Passage provided:
###
Canadian investors are constantly running stock screens for the highest-yielding names in the S&P/TSX 60, but that might not be the smartest way to pick dividend stocks.

When looking for investment opportunities, investors should consider dividend growth rather than the yield when evaluating their next picks.

Big yield is often a sign of trouble, especially if the distribution has not increased for a number of years, and a falling stock can quickly make a sub-par payout look juicy.

In contrast, low yield is often a sign of great performance. Some companies have reliable histories of dividend growth, but the market never lets the yield rise because investors drive the stock price up every time the company reports strong results.

Strong businesses also reward investors through share buybacks as well as growing dividends.

If you are looking for top dividend picks that fly below the yield radar, I think Canadian National Railway Company (TSX:CNR)(NYSE:CNI) and Metro Inc. (TSX:MRU) are solid picks.

Canadian National Railway

Canadian National Railway is the perfect example of a top dividend-growth stock that offers a modest yield.
###
Given request 1: Which two companies does the dividend article name as solid picks?

[Image labeling data]
###
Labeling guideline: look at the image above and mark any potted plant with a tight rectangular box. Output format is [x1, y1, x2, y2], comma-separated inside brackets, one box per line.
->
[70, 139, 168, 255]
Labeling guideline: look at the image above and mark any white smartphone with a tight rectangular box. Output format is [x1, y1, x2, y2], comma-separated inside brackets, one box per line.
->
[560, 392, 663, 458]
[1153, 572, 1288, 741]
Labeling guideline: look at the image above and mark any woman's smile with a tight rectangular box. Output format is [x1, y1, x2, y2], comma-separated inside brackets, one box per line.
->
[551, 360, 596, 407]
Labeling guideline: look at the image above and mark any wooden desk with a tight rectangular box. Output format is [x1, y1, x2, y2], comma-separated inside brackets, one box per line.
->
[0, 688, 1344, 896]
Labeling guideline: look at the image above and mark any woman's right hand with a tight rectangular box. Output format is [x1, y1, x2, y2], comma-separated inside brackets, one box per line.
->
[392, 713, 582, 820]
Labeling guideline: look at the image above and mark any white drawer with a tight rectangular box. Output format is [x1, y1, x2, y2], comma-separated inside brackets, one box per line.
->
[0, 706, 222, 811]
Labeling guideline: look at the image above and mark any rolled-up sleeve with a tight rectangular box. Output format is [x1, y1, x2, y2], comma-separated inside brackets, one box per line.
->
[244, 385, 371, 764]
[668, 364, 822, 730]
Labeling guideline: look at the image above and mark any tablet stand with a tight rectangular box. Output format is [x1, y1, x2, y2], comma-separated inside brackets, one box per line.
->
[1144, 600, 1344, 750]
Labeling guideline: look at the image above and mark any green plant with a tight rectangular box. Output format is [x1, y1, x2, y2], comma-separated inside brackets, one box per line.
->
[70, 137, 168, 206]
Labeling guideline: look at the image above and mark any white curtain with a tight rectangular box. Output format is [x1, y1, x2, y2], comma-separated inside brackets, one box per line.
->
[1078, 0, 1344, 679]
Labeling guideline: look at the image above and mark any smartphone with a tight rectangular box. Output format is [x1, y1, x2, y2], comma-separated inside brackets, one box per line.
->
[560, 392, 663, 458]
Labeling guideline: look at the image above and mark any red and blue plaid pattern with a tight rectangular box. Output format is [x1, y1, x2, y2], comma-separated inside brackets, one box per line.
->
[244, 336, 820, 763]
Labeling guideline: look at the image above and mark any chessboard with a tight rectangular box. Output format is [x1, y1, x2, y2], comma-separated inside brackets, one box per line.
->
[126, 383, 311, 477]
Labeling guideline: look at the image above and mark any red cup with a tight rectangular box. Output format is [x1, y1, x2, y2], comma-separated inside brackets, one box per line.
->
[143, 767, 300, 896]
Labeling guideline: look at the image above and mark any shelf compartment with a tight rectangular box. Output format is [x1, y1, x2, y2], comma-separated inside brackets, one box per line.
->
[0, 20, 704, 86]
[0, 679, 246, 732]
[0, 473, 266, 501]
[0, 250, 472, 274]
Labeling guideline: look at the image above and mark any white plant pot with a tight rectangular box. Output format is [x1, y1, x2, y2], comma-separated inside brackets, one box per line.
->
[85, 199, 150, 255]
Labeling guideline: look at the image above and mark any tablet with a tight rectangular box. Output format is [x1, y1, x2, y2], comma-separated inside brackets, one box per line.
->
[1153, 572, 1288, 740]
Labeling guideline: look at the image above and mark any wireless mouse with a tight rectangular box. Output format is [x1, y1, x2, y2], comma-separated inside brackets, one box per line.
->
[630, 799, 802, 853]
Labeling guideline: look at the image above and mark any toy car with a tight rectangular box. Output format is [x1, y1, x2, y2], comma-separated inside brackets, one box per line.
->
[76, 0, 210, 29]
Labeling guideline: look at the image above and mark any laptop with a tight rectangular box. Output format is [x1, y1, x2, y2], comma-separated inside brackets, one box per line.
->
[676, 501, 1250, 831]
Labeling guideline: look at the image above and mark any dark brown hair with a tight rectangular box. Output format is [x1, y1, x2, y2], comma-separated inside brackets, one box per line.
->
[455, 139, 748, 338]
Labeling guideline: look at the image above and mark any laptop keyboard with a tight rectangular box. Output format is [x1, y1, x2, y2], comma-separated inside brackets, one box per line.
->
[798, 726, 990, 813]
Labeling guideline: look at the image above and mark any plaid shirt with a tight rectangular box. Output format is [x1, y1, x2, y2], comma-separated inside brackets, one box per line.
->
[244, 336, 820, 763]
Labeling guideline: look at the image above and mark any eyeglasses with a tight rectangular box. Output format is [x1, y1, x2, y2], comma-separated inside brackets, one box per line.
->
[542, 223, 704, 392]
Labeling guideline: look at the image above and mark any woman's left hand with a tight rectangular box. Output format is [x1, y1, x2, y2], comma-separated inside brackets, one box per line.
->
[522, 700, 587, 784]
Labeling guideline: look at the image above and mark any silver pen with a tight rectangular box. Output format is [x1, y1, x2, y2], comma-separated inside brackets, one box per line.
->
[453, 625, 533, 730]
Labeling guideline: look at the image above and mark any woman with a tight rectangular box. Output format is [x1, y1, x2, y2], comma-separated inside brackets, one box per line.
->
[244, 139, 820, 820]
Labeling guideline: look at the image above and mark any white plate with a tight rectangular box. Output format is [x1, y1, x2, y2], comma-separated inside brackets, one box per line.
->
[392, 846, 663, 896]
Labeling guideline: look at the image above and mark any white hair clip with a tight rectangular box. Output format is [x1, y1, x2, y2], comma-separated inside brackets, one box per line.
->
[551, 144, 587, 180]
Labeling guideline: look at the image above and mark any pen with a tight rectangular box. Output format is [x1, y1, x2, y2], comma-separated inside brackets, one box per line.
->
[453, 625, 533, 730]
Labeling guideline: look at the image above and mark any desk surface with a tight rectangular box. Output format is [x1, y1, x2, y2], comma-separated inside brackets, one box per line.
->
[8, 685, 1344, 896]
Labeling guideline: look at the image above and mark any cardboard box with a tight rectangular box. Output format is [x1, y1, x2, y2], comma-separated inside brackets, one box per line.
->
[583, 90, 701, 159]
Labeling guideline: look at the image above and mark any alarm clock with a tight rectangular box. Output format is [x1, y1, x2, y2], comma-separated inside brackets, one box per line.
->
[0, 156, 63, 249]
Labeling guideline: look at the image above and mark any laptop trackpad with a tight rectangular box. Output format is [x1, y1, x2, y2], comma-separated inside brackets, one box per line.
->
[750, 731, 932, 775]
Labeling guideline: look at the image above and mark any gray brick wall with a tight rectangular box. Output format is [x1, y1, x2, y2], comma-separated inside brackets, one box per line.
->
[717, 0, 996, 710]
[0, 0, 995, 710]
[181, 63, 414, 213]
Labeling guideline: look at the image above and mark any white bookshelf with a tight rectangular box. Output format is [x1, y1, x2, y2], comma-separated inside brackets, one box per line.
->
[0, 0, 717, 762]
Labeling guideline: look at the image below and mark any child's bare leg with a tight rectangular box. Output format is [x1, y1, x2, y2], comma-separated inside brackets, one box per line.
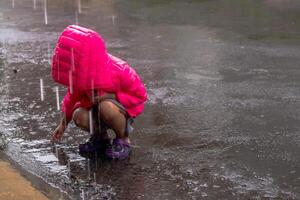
###
Given request 2: Please locate and copy every line of the rows above that contains the word "woman". Case counts.

Full answer 1: Canadian National Railway Company and Metro Inc.

Full answer 2:
Labeling guideline: look at the image above and mark any woman's smile with a tight rectangular box. Output format is [x1, y1, x2, y2], comma-separated inside brackets, one box per line.
Labeling guideline: look at the image above and mark any woman's right hand with a tight rectangular box. Output format is [x1, y1, x2, y2], comma-separated inside brackets, one box per line.
Labeling guideline: look at the image above and mark any woman's left hand with a tight rectangular box. Output format is [x1, y1, x2, y2], comma-separated inside brackets, one box per line.
Labeling guideline: look at the image above and mark any woman with a tight rectangular box. Output format is [x1, y1, x2, y2], comma-separated inside brackets, one box per line.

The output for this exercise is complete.